EXTRACTED MATERIAL:
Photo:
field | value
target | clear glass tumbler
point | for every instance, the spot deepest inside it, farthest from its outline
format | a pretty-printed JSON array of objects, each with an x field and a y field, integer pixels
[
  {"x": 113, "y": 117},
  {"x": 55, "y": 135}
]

EXERCISE DETAILS:
Start at the line holding "format | a pretty-printed" and retype each line through the end of the material above, both included.

RESPONSE TO THE EXERCISE:
format | a pretty-printed JSON array of objects, each with an x field and a y field, integer pixels
[
  {"x": 113, "y": 117},
  {"x": 55, "y": 135}
]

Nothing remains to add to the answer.